## Find ‘k’ smallest numbers from a million numbers (and take the girl with you!)

Your mum just told the “aunty next door”, the obese mother of your 6-year-crush “girl next door” that you are extremely smart and good in Math. WTF, mom?! And aunty being the crook she is, gives you her shopping list which has 1000 products with their prices and asks you to pick the least-values 10 products. Your crush is right there. If only you were in the Matrix, right?

Scale out the problem to finding the k smallest numbers from a million numbers and throw in a computer to solve the problem with code. What now? How do you go about it?

Well, you can** sort all elements in O(n log n) time** and pick the first k numbers. But can’t you try and be a little smarter? Even the girl knows basic sorting!

Maybe try and find a **worst case O(n) complexity algorithm**? Oh, stop staring! So here is the magic mantra: **Hoare’s Quick Select **algorithm.

In this algorithm,** we use the technique of Partitioning from Quick Sort** to get what we want. Partitioning basically takes a pivot element at random, puts it in its right place and puts all numbers lesser that the pivot to one side and the rest on the other. *So if we are able to get the “k”th smallest number as the pivot, we are done!** *(as we can then pick the whole partition with k elements as our answer)

1. Start with a random pivot. Iteration number = 1 for the first time.

2. Partition the array. Takes O(n/iteration number) time.

3. If the pivot is placed at the kth position (relative to original array), we are done! Else, first increment Iteration number. Then : If it is placed before the kth position, go to step 2 with the right hand partition as the array. Otherwise go to step 2 with the left partition.

Got the point? This can be a very helpful method to solve problems such as k largest or smallest element, etc.!

Now to **prove time complexity O(n) in worst case**. Since we process just one partition each time (as opposed to processing both partitions like we do in Quick Sort), here is how the effort looks –

**Effort = n + n/2 + n/4 …**

We know that **1/2+1/4+1/8+… = 1**, (can prove it too)

Hence,** Effort = n + n = 2n = O(n)**

Tada! 🙂

## Given N numbers, find pairs with difference K

*Problem Statement :* You have been given N numbers and a value K. Find the number of pairs in this given list of numbers whose difference is exactly equal to K.

This is a very simple one. Trying a brute force over all the elements is not being efficient. So what we’ll do is that we’ll sort the input array and apply a fine-tuned brute force as follows.

Once the array is sorted, for every number at position j, you start checking numbers backward from j to 0 (let us say using variable i, where i<j) and skip to checking for j+1 if the difference of the jth and ith element exceeds K. If you find their difference to be exactly K, you increment your count.

A very simple implementation of sorting. 🙂

## Find if a given array is a sequence of consecutive integers.

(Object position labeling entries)
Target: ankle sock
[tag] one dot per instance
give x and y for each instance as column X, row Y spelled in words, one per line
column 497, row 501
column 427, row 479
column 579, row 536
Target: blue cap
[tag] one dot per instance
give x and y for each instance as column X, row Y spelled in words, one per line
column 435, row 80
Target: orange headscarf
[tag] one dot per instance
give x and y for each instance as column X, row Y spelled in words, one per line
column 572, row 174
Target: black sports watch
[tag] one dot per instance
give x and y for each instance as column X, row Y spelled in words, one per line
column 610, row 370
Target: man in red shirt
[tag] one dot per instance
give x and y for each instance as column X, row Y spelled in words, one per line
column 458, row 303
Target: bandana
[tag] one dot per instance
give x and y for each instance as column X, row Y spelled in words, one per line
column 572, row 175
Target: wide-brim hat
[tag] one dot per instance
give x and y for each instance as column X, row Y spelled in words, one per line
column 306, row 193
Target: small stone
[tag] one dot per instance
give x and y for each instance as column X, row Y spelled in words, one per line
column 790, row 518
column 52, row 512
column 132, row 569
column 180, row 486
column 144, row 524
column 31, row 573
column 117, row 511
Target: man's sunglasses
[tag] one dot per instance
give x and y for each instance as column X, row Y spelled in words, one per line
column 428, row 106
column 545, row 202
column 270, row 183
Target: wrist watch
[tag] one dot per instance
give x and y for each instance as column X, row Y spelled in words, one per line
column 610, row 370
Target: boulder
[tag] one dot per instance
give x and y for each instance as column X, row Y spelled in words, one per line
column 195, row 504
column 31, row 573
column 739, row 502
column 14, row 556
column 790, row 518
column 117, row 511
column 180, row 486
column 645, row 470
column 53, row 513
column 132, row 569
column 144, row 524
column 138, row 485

## GIVEN EXERCISE A
Translate this sentence from the algorithm puzzles post into Spanish: "Find the number of pairs in this given list of numbers whose difference is exactly equal to K."
## GIVEN EXERCISE B
Carry on the algorithm puzzles post past its final line.

## EXERCISE RESULT A
Encuentra el número de pares en esta lista de números dada cuya diferencia es exactamente igual a K.

## EXERCISE RESULT B
*Problem Statement:* You have been given an array of positive integers, obviously, in a random order. You are supposed to find if all elements taken can form a sequence of consecutive integers. (Array might have duplicates, but then it is not correct)

**Sorting** (approach 1) might be the first solution that pops up in everyone’s mind. Well, that would take O(n lg n) time using the best algorithms out there. What if we want to do it in O(n) time?

You will then tell me to find the MIN and MAX of the array, make another array (with default value 0) and increment the corresponding value in this array when you discover such elements. That is your concept of **counting** (approach 2), if you remember. You achieved time complexity O(n) but added space complexity O(n). Now you might struggle to reduce this space complexity.

*EDIT: I’ll try come up with a better solution shortly. (Forget the one that used to be here)*

Have fun!

## Find the only element in an array which does not have a duplicate. (Only occurs once)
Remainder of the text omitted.